* _DIRECTIONS FOR THIS TASK_: Below are some records; retype all of them exactly.

(Items from a dataset)

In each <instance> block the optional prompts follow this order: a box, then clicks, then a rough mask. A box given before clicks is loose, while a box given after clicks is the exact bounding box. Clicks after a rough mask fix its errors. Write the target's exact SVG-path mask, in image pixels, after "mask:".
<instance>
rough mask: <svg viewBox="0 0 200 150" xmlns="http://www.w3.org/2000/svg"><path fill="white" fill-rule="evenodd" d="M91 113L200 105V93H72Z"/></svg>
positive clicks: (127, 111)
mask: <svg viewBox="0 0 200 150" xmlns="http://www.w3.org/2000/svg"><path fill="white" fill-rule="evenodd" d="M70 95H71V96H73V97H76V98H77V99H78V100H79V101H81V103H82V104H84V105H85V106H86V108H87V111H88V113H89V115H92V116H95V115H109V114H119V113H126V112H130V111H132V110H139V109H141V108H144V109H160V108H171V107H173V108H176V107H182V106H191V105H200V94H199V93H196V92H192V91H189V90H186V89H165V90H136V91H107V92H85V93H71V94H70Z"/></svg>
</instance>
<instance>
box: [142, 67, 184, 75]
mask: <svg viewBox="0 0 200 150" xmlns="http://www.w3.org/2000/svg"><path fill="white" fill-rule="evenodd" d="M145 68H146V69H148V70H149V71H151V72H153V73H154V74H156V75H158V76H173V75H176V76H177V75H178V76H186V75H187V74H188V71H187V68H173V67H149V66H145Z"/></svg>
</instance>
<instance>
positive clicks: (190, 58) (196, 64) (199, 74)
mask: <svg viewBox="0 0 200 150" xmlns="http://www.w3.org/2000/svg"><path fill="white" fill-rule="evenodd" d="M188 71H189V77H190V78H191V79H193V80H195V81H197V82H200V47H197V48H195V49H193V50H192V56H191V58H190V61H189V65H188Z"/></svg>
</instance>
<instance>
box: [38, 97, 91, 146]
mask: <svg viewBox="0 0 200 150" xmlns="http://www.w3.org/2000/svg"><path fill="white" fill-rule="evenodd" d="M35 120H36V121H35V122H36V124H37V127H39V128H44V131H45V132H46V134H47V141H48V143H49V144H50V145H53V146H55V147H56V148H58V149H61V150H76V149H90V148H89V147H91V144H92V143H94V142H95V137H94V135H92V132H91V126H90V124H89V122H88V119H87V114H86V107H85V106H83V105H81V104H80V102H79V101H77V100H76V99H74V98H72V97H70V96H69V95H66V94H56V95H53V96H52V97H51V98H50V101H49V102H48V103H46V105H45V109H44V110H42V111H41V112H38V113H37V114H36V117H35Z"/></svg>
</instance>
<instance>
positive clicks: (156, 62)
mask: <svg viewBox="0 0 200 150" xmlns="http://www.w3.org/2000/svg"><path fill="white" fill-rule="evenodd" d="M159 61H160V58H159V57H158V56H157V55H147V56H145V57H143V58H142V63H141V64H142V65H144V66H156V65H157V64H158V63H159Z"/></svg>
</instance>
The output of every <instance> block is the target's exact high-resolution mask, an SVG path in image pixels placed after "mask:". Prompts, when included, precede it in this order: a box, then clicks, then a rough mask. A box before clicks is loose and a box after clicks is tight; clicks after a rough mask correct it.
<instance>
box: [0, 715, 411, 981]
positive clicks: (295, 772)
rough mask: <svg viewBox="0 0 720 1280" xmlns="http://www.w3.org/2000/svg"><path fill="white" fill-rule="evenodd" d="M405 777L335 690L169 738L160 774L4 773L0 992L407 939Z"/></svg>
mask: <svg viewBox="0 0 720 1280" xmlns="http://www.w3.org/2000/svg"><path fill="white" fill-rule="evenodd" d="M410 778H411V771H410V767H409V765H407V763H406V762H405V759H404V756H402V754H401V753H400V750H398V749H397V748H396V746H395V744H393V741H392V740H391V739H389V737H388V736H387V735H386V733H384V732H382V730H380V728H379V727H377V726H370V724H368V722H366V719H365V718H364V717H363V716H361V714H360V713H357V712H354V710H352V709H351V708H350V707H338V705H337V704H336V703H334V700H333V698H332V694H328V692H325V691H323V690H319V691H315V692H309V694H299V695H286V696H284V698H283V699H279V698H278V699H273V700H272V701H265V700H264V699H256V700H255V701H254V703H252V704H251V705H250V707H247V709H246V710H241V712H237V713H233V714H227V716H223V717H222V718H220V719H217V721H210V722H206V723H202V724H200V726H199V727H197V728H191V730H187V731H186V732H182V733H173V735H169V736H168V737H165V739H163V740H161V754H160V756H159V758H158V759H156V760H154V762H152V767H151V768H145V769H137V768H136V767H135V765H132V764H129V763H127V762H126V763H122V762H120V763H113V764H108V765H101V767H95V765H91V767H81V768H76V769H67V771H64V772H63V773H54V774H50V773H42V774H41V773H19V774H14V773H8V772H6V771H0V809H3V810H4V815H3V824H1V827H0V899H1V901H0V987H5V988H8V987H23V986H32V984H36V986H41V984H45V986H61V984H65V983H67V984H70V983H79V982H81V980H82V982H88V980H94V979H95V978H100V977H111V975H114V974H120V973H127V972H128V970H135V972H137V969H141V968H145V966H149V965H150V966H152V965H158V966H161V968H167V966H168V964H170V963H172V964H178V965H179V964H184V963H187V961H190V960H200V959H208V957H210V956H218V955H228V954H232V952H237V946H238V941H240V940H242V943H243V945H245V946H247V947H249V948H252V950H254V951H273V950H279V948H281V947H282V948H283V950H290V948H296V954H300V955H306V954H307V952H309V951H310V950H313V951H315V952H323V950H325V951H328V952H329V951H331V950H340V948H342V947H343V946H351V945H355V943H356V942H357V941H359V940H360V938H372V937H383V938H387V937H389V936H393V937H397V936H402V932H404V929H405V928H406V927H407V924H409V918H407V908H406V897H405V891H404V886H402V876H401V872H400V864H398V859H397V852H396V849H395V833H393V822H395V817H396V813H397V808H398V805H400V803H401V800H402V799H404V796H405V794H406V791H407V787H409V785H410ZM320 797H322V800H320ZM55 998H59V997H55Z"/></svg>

* _ANSWER BOX_:
In each <instance> block the optional prompts follow this order: a box, then clicks, then a rough mask. A box given before clicks is loose, while a box given after clicks is the exact bounding box. Clicks after a rough mask fix its errors. Write the target's exact SVG-path mask, in image pixels, after "mask:".
<instance>
rough mask: <svg viewBox="0 0 200 150" xmlns="http://www.w3.org/2000/svg"><path fill="white" fill-rule="evenodd" d="M91 113L200 105V93H72Z"/></svg>
positive clicks: (127, 111)
mask: <svg viewBox="0 0 200 150" xmlns="http://www.w3.org/2000/svg"><path fill="white" fill-rule="evenodd" d="M70 95H71V96H73V97H76V98H77V99H78V100H79V101H81V103H82V104H84V105H85V106H86V108H87V111H88V113H89V115H92V116H95V115H109V114H119V113H126V112H130V111H132V110H139V109H141V108H144V109H160V108H171V107H173V108H176V107H182V106H191V105H200V94H199V93H196V92H192V91H189V90H186V89H165V90H136V91H107V92H85V93H71V94H70Z"/></svg>
</instance>
<instance>
box: [142, 67, 184, 75]
mask: <svg viewBox="0 0 200 150" xmlns="http://www.w3.org/2000/svg"><path fill="white" fill-rule="evenodd" d="M145 68H146V69H148V70H149V71H151V72H153V73H154V74H156V75H158V76H173V75H176V76H177V75H178V76H186V75H187V74H188V71H187V68H173V67H149V66H145Z"/></svg>
</instance>
<instance>
positive clicks: (190, 58) (196, 64) (199, 74)
mask: <svg viewBox="0 0 200 150" xmlns="http://www.w3.org/2000/svg"><path fill="white" fill-rule="evenodd" d="M188 71H189V77H190V78H191V79H193V80H195V81H197V82H200V47H197V48H195V49H193V50H192V56H191V58H190V61H189V65H188Z"/></svg>
</instance>
<instance>
box: [38, 97, 91, 146]
mask: <svg viewBox="0 0 200 150" xmlns="http://www.w3.org/2000/svg"><path fill="white" fill-rule="evenodd" d="M35 120H36V121H35V122H36V124H37V127H39V128H44V131H45V132H46V134H47V141H48V143H49V144H50V145H53V146H55V147H56V148H58V149H61V150H76V149H90V148H89V147H91V144H92V143H94V142H95V137H94V135H92V132H91V126H90V124H89V122H88V119H87V114H86V107H85V106H83V105H81V104H80V102H79V101H77V100H76V99H74V98H72V97H70V96H69V95H66V94H56V95H53V96H52V97H51V98H50V101H49V102H48V103H46V105H45V109H44V110H42V111H41V112H38V113H37V114H36V117H35Z"/></svg>
</instance>
<instance>
positive clicks: (156, 62)
mask: <svg viewBox="0 0 200 150" xmlns="http://www.w3.org/2000/svg"><path fill="white" fill-rule="evenodd" d="M159 61H160V58H159V57H158V56H157V55H147V56H145V57H143V58H142V63H141V64H142V65H144V66H156V65H157V64H158V63H159Z"/></svg>
</instance>
The output of every <instance> block is the target's exact high-resolution mask, an SVG path in image pixels placed after "mask:". Prompts, when included, precede it in this order: a box, then clicks, then a rough mask. A box before clicks is loose and a box after clicks is tight; clicks after a rough mask correct it.
<instance>
box: [0, 715, 411, 981]
positive clicks: (295, 772)
rough mask: <svg viewBox="0 0 720 1280" xmlns="http://www.w3.org/2000/svg"><path fill="white" fill-rule="evenodd" d="M405 777L335 690L169 738L160 774L4 773L0 992L407 939Z"/></svg>
mask: <svg viewBox="0 0 720 1280" xmlns="http://www.w3.org/2000/svg"><path fill="white" fill-rule="evenodd" d="M410 778H411V771H410V767H409V765H407V763H406V762H405V759H404V756H402V754H401V753H400V750H398V749H397V748H396V746H395V744H393V741H392V740H391V739H389V737H388V736H387V735H386V733H384V732H382V730H380V728H379V727H377V726H370V724H368V722H366V719H365V718H364V717H363V716H361V714H360V713H357V712H354V710H352V709H351V708H350V707H338V705H337V704H336V703H334V700H333V698H332V694H328V692H325V691H323V690H319V691H315V692H309V694H299V695H286V696H284V698H283V699H279V698H278V699H273V700H272V701H265V700H264V699H256V700H255V701H254V703H252V704H251V705H250V707H247V709H246V710H241V712H237V713H233V714H227V716H223V717H222V718H220V719H217V721H210V722H206V723H202V724H200V726H199V727H197V728H191V730H187V731H186V732H182V733H173V735H169V736H168V737H165V739H163V740H161V754H160V756H159V758H158V759H156V760H154V762H152V767H151V768H145V769H137V768H136V767H135V765H132V764H129V763H127V762H126V763H122V762H120V763H113V764H108V765H101V767H95V765H91V767H81V768H76V769H67V771H64V772H63V773H54V774H50V773H42V774H41V773H19V774H14V773H8V772H6V771H0V809H3V810H4V815H3V824H1V827H0V899H1V901H0V987H5V988H8V987H23V986H32V984H36V986H41V984H45V986H61V984H65V983H67V984H70V983H79V982H81V980H82V982H88V980H94V979H95V978H100V977H111V975H114V974H120V973H127V972H128V970H135V972H137V969H141V968H145V966H149V965H150V966H152V965H158V966H161V968H167V966H168V964H170V963H172V964H178V965H179V964H184V963H187V961H190V960H200V959H208V957H210V956H218V955H228V954H232V952H237V946H238V941H240V940H242V943H243V945H245V946H247V947H249V948H252V950H254V951H273V950H279V948H281V947H282V948H283V950H290V948H296V954H300V955H306V954H307V952H309V951H310V950H313V951H315V952H323V950H325V951H328V952H329V951H331V950H340V948H342V947H343V946H351V945H355V943H356V942H357V941H359V940H360V938H372V937H383V938H387V937H389V936H393V937H397V936H402V932H404V929H405V928H406V927H407V924H409V918H407V908H406V897H405V891H404V886H402V876H401V872H400V864H398V859H397V852H396V849H395V833H393V822H395V817H396V813H397V808H398V805H400V803H401V800H402V799H404V796H405V794H406V791H407V787H409V785H410ZM320 797H322V800H320ZM55 998H59V997H55Z"/></svg>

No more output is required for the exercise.